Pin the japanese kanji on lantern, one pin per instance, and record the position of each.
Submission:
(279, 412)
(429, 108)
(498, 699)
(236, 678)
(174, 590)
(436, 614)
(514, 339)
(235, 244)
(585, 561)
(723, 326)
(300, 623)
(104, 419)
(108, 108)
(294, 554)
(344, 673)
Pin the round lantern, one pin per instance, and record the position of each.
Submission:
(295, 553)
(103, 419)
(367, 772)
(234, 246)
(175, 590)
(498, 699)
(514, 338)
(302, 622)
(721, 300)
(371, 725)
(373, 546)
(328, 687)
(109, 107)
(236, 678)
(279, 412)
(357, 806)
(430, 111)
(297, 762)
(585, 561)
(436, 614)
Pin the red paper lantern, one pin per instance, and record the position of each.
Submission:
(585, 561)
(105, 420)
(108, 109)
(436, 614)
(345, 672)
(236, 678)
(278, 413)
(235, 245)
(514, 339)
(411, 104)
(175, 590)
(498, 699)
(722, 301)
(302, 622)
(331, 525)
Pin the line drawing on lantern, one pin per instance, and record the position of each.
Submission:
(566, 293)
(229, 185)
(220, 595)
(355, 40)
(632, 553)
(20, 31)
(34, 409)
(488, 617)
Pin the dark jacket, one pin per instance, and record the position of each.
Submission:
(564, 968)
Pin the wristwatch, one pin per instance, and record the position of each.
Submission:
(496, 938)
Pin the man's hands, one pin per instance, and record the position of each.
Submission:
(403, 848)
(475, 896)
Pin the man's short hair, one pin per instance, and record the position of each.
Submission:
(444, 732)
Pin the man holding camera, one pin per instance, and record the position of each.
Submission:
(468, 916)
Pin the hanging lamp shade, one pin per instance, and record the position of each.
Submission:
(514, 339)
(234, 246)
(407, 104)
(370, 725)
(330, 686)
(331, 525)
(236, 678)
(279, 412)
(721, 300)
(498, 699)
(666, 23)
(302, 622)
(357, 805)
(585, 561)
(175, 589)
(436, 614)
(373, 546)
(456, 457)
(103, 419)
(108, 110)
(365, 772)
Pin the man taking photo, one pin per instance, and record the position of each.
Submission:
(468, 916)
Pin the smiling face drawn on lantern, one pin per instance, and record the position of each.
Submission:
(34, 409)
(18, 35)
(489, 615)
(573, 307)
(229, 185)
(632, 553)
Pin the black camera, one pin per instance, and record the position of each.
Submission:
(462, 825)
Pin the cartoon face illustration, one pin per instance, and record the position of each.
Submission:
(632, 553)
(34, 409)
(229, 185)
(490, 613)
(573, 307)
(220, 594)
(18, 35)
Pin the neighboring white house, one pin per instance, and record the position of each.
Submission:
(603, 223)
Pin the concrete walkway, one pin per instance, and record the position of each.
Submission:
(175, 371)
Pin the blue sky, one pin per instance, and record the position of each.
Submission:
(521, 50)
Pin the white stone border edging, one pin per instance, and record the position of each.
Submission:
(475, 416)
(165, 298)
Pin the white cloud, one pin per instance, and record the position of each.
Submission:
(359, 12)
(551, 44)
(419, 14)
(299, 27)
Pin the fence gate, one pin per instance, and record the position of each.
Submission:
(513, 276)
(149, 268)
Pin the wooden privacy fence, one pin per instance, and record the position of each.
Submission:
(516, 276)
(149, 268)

===

• [STATED GOAL]:
Replace each "Submission" in the lines above with "Answer", and write out all the lines again with nothing else changed.

• [THE ANSWER]:
Pin the japanese kanji on lantern, one pin per instance, and record the position of each.
Answer:
(279, 412)
(429, 108)
(498, 699)
(236, 678)
(174, 590)
(436, 614)
(514, 339)
(235, 244)
(585, 561)
(723, 326)
(300, 623)
(104, 419)
(108, 108)
(294, 554)
(344, 673)
Pin the round lantern, one pin per instance, and record the position of each.
Answer:
(295, 553)
(103, 419)
(367, 772)
(234, 246)
(175, 590)
(498, 699)
(514, 338)
(302, 622)
(721, 300)
(371, 725)
(373, 546)
(328, 687)
(109, 107)
(236, 678)
(279, 412)
(357, 806)
(430, 111)
(297, 762)
(585, 561)
(436, 614)
Pin the red paper lantern, one pin per instance, and record the position of each.
Answer:
(585, 561)
(105, 420)
(108, 109)
(436, 614)
(345, 672)
(236, 678)
(278, 413)
(235, 245)
(514, 339)
(411, 104)
(175, 590)
(498, 699)
(722, 301)
(302, 622)
(331, 525)
Pin the line drawing on lantern, one pin per instance, and record the position of each.
Answer:
(566, 293)
(229, 185)
(220, 595)
(355, 40)
(632, 553)
(20, 31)
(34, 409)
(488, 617)
Pin the dark jacket, one pin per instance, and record the position of each.
Answer:
(564, 968)
Pin the wristwatch, one pin per instance, and record the position of each.
Answer:
(496, 938)
Pin the man's hands, one pin per instance, and record the position of each.
Answer:
(403, 848)
(475, 896)
Pin the man's short hair, one pin per instance, and record the position of each.
Answer:
(444, 732)
Pin the man holding camera, one pin per instance, and record the position of each.
Answer:
(468, 916)
Pin the hanging lamp shade, one pin per instance, and record the position of each.
Answer:
(514, 339)
(234, 246)
(407, 104)
(370, 725)
(330, 686)
(331, 525)
(236, 678)
(279, 412)
(721, 300)
(498, 699)
(666, 23)
(302, 622)
(357, 805)
(585, 561)
(175, 589)
(436, 614)
(373, 546)
(456, 457)
(103, 419)
(108, 110)
(365, 772)
Pin the man taking photo, one pin per instance, and record the position of each.
Answer:
(468, 916)
Pin the smiling face drawn on lantern, one pin per instance, and record the position of each.
Answer:
(34, 409)
(18, 35)
(489, 615)
(573, 307)
(229, 185)
(632, 553)
Pin the black camera, one pin per instance, and record the position of each.
Answer:
(462, 825)
Pin the cartoon face illustration, one pin per instance, and record the position of each.
Answer:
(632, 553)
(34, 409)
(229, 185)
(490, 613)
(573, 307)
(220, 594)
(18, 35)
Pin the neighboring white house, one pin per instance, and record the position of each.
Answer:
(603, 223)
Pin the concrete walkway, one pin per instance, and record the position of each.
Answer:
(175, 371)
Pin the blue sky, one pin per instance, and record the position of each.
Answer:
(521, 50)
Pin the white stone border edging, one pin per instance, and record the position of each.
Answer:
(475, 416)
(165, 298)
Pin the white cloud, one pin per instance, and record the position of each.
Answer:
(359, 12)
(551, 44)
(419, 14)
(299, 27)
Pin the fence gate, one pin per instance, and record the position of each.
Answer:
(513, 276)
(149, 268)
Pin the wooden privacy fence, one pin per instance, and record the position of each.
Answer:
(516, 276)
(149, 268)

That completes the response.